When I shut my mouth and I walk away, it doesn’t mean that you’ve won, it simply means you’re not worth my time anymore.

When I shut my mouth and I walk away, it doesn’t mean that you’ve won, it simply means you’re not worth my time anymore.
There’s so many amazing things to do in life, arguing strikes me as one of the single greatest wastes of breath.
Every reasonable conflict deserves ample opportunity for constructive exploration so that a mutually positive outcome is achievable. This requires both parties to come to the table with mutual respect and a genuine desire to achieve a new outcome that is acceptable to both. How difficult is that? At the outset, it appears so simple as well as obvious. Why then is it so problematic in specific relationships? What perpetuates the continuous need to waste valuable time on a non-productive discourse? On some levels, I think a lot of people find comfort in a continuous state of this type of internal friction. Perhaps it has something to do with their upbringing and their primal relationships to parents and siblings.

Stored data

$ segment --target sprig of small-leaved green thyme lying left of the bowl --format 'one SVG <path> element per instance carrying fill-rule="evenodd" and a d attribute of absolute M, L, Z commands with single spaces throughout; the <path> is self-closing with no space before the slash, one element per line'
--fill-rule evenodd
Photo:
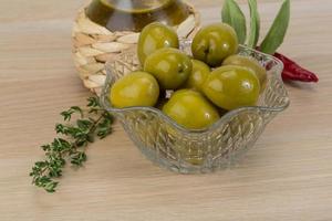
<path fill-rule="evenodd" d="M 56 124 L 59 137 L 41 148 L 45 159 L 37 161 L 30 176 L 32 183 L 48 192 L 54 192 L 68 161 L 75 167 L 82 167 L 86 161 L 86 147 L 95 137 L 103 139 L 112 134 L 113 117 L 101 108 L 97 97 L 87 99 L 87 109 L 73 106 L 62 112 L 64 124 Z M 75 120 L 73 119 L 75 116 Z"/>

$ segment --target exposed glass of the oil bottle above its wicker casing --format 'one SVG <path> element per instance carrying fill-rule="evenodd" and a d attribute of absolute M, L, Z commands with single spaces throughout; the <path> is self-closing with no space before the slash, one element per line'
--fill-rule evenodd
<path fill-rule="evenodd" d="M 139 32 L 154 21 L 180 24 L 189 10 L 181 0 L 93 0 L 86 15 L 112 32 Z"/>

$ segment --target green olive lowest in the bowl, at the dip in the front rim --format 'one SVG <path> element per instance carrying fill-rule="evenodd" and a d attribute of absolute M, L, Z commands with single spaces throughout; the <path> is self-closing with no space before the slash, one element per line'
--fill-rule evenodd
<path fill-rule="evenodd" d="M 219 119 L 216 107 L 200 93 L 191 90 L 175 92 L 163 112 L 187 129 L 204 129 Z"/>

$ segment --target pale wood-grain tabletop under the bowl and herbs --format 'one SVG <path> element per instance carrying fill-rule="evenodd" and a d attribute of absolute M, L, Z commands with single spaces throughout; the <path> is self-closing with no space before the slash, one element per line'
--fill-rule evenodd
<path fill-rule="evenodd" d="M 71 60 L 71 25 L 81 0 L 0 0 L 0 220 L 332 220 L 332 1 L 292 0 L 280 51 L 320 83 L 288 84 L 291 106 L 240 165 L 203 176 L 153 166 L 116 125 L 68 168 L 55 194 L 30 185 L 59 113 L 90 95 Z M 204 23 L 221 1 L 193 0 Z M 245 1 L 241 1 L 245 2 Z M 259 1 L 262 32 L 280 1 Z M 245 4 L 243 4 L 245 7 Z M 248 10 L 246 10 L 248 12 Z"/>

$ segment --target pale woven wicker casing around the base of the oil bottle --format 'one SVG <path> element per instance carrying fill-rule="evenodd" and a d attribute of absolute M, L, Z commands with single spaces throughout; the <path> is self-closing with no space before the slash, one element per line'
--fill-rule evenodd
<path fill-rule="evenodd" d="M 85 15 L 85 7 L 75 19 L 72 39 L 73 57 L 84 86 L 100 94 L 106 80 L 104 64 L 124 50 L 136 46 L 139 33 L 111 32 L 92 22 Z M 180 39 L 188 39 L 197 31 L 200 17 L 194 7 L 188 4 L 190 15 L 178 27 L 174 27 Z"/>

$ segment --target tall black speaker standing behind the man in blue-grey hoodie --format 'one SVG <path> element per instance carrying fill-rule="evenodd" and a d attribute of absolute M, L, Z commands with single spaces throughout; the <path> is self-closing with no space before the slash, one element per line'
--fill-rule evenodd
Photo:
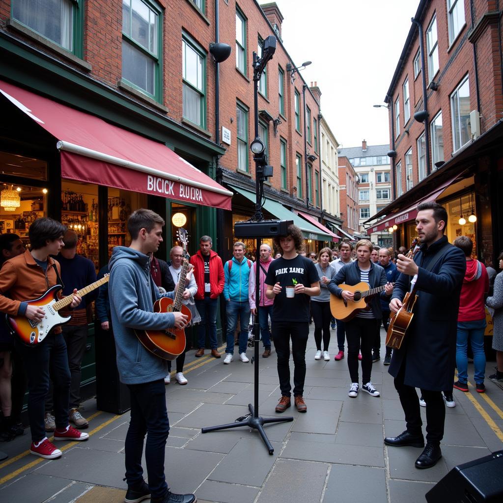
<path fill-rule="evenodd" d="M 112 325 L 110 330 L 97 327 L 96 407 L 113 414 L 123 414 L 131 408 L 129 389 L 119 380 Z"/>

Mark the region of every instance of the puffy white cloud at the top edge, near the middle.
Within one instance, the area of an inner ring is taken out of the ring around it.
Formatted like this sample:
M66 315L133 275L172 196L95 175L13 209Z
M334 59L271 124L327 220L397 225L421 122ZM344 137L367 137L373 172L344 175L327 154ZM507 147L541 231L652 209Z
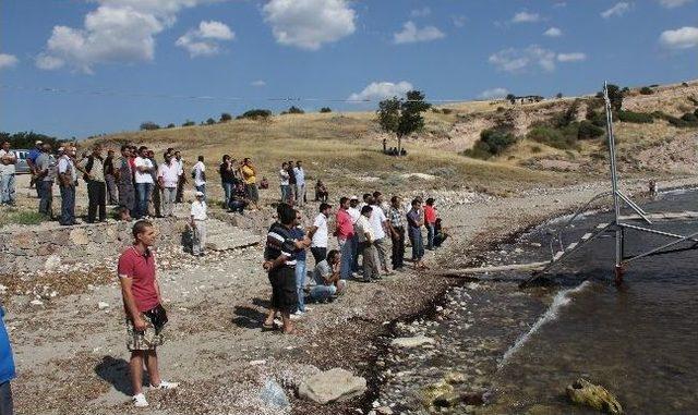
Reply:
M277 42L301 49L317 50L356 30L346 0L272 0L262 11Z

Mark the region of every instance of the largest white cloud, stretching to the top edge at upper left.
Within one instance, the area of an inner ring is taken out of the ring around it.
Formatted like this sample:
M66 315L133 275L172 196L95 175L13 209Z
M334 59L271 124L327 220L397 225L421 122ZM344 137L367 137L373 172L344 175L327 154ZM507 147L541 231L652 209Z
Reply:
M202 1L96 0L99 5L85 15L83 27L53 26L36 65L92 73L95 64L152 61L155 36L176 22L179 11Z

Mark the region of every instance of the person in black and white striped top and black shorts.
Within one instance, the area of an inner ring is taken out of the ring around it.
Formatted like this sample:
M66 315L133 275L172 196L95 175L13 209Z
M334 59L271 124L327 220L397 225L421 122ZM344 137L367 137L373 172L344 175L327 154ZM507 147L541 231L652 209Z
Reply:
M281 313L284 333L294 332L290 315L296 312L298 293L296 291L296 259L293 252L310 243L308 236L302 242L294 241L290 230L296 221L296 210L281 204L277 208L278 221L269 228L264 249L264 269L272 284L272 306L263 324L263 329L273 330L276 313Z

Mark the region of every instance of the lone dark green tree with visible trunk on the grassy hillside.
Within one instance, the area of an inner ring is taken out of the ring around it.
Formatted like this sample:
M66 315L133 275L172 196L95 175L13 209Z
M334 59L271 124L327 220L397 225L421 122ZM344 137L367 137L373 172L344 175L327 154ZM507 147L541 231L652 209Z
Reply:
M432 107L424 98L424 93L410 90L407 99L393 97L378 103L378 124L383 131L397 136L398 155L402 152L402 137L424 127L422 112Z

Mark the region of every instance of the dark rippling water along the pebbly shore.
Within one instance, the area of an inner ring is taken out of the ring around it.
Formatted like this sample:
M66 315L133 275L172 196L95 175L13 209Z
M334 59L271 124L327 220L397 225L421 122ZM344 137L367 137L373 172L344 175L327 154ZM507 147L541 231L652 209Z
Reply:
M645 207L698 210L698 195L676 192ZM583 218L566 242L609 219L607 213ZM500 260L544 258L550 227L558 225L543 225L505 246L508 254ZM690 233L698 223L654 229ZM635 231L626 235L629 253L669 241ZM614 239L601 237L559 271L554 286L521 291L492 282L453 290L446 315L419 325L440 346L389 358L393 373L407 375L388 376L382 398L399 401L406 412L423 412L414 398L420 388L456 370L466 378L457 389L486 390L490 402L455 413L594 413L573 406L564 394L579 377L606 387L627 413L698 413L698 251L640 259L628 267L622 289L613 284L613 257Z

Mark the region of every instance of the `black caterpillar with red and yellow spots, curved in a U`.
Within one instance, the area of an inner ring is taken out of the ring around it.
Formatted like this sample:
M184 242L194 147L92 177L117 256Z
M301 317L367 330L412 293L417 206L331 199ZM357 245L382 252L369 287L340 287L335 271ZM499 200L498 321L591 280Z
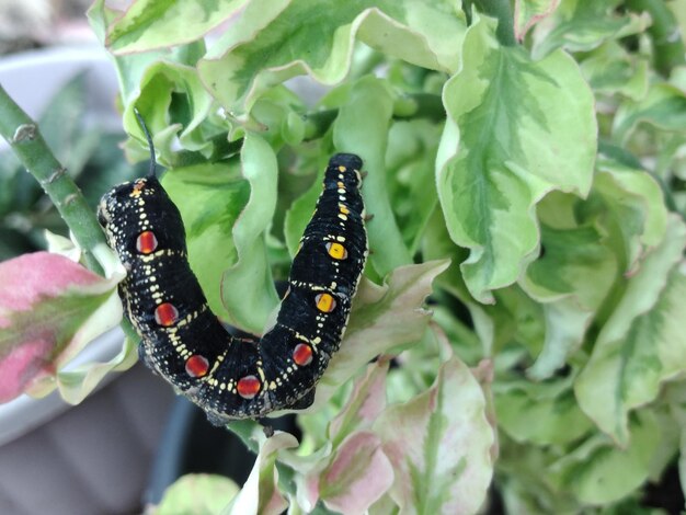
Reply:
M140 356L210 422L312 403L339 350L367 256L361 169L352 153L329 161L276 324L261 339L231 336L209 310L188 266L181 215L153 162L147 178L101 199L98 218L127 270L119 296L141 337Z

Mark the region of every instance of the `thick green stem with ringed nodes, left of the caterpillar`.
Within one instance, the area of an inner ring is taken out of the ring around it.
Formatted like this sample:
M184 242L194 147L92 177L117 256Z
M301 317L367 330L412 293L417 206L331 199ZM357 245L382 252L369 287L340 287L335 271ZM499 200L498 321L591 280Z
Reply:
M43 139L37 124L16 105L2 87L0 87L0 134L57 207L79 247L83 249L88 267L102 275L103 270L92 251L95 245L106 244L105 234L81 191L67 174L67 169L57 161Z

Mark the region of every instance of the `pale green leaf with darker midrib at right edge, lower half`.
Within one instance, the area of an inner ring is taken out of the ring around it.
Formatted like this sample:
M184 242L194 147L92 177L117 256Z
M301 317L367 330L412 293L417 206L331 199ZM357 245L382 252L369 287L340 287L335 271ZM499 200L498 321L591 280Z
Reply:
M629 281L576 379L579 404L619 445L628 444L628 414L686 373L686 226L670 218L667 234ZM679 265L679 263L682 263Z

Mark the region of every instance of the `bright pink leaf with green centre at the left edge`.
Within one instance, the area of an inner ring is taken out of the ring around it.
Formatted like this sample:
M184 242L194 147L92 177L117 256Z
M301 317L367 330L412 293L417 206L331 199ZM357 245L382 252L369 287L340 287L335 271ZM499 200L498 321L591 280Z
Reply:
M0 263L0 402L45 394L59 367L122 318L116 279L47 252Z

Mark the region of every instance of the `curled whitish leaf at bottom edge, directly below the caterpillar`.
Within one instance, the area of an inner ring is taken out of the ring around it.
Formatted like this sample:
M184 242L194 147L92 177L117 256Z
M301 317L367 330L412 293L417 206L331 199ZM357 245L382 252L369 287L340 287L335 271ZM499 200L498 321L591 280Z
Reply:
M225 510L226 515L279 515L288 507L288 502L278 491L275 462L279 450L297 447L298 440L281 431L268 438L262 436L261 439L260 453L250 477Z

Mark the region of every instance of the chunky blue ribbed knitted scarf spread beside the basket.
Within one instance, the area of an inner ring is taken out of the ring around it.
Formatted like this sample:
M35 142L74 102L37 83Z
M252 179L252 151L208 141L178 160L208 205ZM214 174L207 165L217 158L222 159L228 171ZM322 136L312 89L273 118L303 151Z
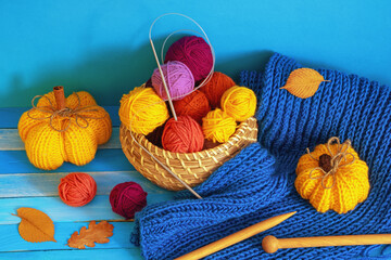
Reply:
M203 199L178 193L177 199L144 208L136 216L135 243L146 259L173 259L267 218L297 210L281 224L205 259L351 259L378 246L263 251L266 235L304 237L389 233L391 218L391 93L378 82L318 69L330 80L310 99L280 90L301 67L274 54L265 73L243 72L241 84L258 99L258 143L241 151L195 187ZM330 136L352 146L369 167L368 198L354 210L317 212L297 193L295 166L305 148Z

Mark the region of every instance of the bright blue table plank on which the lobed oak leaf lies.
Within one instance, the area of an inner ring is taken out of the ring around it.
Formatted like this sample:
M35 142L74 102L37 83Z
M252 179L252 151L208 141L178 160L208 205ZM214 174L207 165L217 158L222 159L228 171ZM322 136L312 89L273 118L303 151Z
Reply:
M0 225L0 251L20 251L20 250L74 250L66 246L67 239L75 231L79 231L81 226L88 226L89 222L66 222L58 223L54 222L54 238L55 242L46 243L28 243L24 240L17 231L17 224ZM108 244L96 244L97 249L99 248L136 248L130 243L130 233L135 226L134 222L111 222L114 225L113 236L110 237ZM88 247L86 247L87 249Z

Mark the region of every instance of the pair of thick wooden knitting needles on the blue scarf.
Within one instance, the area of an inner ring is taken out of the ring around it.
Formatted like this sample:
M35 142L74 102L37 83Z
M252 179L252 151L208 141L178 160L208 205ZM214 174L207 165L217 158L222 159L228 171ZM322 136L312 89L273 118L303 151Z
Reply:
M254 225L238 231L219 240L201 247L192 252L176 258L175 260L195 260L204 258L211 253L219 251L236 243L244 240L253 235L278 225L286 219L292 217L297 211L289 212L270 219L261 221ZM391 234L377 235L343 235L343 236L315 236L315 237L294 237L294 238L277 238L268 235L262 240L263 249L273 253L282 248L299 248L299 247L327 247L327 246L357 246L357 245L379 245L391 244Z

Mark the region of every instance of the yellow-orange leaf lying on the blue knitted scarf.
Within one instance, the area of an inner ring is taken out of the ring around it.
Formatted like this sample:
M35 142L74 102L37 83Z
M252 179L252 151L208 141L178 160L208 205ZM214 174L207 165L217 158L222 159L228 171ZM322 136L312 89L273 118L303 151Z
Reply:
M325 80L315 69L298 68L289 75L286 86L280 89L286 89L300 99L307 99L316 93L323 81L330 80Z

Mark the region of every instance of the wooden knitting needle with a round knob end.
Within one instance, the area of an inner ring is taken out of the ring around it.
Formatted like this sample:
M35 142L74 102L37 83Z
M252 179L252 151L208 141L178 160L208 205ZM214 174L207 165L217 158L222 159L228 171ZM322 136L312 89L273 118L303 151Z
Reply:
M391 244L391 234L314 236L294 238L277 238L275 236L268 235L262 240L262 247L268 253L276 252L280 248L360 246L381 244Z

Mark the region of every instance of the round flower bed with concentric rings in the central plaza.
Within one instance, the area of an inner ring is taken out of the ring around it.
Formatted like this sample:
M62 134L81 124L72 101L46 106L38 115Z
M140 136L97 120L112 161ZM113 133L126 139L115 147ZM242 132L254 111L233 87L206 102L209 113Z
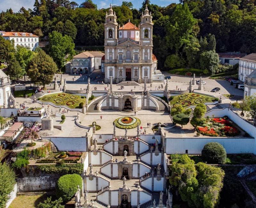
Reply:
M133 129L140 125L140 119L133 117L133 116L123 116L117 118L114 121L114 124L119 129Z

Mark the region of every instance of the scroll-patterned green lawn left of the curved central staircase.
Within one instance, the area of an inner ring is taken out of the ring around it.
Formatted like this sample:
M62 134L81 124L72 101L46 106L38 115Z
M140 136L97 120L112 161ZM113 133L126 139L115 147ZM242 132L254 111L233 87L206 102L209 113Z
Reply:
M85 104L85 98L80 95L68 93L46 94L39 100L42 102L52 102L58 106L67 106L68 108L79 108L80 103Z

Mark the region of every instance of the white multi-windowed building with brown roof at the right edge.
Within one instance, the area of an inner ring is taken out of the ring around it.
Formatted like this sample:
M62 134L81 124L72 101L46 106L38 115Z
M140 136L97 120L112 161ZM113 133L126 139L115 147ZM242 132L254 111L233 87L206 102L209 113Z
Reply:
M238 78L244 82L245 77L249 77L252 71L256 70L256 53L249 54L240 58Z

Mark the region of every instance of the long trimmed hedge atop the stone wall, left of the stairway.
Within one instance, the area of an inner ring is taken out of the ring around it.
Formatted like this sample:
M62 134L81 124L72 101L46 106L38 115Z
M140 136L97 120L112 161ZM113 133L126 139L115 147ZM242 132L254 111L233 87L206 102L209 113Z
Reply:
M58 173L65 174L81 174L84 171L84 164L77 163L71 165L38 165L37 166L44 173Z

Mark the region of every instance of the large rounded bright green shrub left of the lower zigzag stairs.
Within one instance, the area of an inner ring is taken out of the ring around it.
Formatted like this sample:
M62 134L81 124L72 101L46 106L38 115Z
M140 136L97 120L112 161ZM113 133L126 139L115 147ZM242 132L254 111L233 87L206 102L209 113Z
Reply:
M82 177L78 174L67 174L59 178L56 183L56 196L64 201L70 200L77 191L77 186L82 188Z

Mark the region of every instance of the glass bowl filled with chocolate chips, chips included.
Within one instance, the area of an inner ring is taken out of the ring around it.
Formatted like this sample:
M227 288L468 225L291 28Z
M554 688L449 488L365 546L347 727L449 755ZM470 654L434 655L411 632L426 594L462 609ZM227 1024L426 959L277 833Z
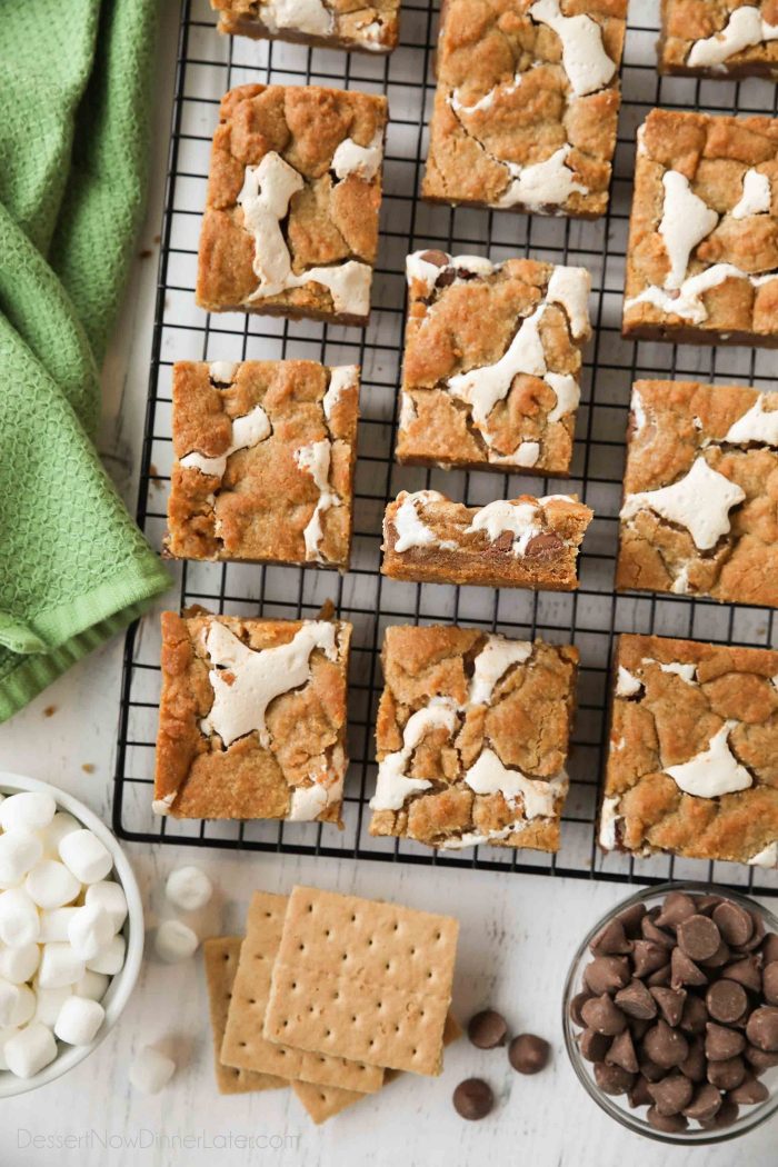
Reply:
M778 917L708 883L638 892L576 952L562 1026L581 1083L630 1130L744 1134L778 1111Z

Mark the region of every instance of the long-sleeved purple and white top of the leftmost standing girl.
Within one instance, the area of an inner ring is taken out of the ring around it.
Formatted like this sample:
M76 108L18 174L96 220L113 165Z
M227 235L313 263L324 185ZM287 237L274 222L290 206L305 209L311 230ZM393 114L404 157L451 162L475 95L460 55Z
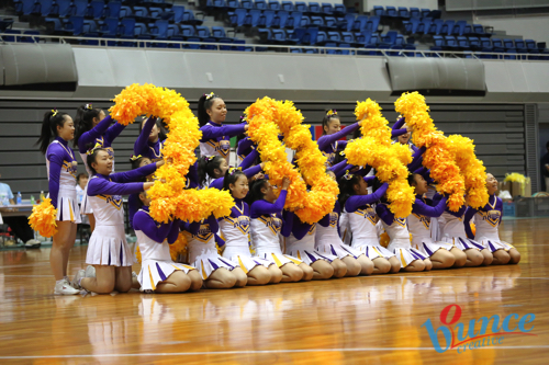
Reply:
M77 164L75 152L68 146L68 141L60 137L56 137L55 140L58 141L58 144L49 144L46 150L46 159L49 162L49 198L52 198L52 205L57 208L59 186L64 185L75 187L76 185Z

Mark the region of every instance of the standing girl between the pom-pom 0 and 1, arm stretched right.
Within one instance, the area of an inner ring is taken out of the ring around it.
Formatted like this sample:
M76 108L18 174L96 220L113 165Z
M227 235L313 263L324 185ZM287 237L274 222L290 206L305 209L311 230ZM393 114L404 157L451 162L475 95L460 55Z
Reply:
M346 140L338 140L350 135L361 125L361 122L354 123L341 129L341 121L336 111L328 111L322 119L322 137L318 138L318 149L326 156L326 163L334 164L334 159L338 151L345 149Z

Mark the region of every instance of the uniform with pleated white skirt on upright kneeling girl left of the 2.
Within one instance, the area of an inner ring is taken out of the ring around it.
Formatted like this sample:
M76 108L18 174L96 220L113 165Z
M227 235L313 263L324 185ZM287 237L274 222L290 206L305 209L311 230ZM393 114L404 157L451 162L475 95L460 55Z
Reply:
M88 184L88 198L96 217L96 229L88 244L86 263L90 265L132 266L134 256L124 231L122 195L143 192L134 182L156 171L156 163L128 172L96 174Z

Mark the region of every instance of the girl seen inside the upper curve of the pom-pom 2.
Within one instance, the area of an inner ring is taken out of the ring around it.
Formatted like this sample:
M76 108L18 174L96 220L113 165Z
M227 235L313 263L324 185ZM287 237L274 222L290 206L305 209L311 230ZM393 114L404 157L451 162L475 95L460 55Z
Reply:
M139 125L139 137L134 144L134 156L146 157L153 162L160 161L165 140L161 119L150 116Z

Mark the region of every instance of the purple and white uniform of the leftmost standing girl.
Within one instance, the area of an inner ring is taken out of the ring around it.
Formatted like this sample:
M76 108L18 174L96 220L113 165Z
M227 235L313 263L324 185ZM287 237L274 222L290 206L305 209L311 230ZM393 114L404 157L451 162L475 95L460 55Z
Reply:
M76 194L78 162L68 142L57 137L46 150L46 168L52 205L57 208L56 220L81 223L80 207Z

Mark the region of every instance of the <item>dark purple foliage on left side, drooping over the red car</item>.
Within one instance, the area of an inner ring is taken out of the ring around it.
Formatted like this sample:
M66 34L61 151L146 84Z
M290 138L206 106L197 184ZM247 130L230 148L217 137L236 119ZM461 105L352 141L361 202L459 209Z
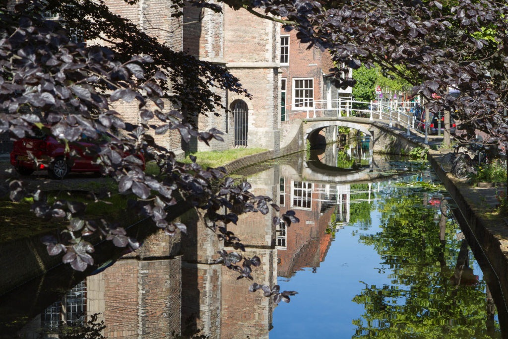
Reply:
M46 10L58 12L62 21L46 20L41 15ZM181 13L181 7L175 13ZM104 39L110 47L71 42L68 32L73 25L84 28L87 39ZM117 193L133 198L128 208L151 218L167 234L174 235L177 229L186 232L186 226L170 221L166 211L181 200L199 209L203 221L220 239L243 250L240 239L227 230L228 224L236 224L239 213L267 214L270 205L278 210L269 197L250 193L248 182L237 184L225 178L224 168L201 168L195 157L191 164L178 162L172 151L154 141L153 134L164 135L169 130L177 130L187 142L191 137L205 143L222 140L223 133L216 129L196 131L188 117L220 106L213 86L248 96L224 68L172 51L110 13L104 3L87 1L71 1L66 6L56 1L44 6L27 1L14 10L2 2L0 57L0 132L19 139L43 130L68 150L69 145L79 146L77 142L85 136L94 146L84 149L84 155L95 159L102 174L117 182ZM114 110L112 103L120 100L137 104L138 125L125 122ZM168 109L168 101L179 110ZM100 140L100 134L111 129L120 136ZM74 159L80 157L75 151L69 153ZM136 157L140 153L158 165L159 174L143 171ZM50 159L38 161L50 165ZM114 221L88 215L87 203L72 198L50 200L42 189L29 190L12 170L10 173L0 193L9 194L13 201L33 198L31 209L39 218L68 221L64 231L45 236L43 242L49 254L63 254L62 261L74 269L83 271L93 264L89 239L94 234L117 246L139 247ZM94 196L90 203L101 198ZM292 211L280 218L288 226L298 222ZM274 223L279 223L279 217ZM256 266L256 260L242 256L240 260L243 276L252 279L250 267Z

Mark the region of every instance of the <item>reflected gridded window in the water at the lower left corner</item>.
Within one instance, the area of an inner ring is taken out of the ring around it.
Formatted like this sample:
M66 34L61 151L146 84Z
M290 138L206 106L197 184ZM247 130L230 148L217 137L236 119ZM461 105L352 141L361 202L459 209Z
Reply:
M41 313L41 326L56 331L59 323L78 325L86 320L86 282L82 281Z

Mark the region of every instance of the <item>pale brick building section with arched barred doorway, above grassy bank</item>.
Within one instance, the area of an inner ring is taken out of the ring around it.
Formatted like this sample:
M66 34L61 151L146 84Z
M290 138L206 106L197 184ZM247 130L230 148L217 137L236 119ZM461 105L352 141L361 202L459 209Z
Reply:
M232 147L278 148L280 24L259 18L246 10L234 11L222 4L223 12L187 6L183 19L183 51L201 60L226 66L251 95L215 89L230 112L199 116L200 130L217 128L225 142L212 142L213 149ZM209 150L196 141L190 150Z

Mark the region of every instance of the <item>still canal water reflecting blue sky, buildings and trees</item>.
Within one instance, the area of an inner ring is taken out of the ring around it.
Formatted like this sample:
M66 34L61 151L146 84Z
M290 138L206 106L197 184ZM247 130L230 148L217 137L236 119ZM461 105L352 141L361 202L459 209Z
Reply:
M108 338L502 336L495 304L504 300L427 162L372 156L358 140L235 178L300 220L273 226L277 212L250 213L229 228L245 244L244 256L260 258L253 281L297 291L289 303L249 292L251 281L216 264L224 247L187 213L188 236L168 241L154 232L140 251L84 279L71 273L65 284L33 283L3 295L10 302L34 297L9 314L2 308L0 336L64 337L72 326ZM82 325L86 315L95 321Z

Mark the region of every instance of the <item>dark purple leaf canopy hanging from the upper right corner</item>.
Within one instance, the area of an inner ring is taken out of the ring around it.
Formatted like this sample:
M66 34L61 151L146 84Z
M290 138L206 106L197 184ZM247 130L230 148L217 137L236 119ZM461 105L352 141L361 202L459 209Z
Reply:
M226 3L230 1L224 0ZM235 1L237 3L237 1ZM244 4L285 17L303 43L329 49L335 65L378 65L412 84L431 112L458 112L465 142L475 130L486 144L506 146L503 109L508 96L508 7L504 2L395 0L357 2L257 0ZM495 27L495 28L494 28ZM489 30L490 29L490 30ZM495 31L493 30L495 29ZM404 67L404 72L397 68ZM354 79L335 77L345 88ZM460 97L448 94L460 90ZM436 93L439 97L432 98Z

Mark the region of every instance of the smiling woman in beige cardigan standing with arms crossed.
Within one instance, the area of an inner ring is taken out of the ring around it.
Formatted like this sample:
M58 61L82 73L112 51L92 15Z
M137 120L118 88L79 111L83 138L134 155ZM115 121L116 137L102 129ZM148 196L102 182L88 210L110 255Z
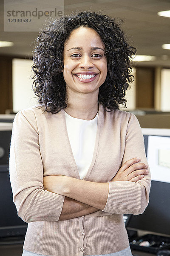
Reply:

• **ACTIVITY A**:
Duplicate the passage on arguing, beginning at the words "Every reasonable conflict" and stopping after "parents and siblings.".
• **ACTIVITY B**:
Check each statement against the passage on arguing: (i) it calls arguing one of the greatest wastes of breath; (ii) it says that walking away means the other person has won; (iii) it says a good outcome requires both parties to come with mutual respect. Answer yes or no for each, quoting the deciding words.

• **RESPONSE BOX A**:
Every reasonable conflict deserves ample opportunity for constructive exploration so that a mutually positive outcome is achievable. This requires both parties to come to the table with mutual respect and a genuine desire to achieve a new outcome that is acceptable to both. How difficult is that? At the outset, it appears so simple as well as obvious. Why then is it so problematic in specific relationships? What perpetuates the continuous need to waste valuable time on a non-productive discourse? On some levels, I think a lot of people find comfort in a continuous state of this type of internal friction. Perhaps it has something to do with their upbringing and their primal relationships to parents and siblings.

• **RESPONSE BOX B**:
(i) Yes: "arguing strikes me as one of the single greatest wastes of breath."
(ii) No: "it doesn’t mean that you’ve won"
(iii) Yes: "This requires both parties to come to the table with mutual respect"